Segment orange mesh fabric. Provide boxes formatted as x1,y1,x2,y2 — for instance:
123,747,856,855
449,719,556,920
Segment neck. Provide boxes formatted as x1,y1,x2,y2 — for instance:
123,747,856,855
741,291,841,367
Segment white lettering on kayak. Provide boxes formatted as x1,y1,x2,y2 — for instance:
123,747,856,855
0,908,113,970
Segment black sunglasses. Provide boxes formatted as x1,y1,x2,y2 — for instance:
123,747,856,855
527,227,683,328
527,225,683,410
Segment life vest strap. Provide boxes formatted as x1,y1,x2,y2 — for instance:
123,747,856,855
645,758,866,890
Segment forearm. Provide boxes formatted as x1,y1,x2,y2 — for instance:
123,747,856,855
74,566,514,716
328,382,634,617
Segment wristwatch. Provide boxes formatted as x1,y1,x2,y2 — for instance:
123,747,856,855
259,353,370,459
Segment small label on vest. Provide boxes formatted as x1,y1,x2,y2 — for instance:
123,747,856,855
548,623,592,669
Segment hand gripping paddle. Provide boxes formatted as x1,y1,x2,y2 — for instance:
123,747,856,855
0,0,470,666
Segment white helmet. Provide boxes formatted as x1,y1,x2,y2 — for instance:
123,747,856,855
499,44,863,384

--------------------

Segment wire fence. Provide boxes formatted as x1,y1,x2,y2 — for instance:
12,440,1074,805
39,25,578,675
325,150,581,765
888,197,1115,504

--------------------

**Stated exercise:**
Output the lines exactly as they appear in the records, beginning with the line that contains "Segment wristwatch. Provide" and ending with the line that contains "499,44,863,384", both included.

**Response:**
Segment wristwatch. Provide boxes formatted as x1,y1,x2,y2 — for instance:
123,747,856,855
259,353,370,459
Segment small label on vest. Provide boxes formatted as x1,y1,x2,y2 — for instance:
123,747,856,855
548,623,592,669
Segment hand gripping paddle. Provide boxes formatted as x1,y1,x2,y2 — for instance:
123,747,856,855
0,0,470,666
Segment white helmet. Provide boxes formatted as x1,y1,x2,y2 — for instance:
123,747,856,855
499,44,863,384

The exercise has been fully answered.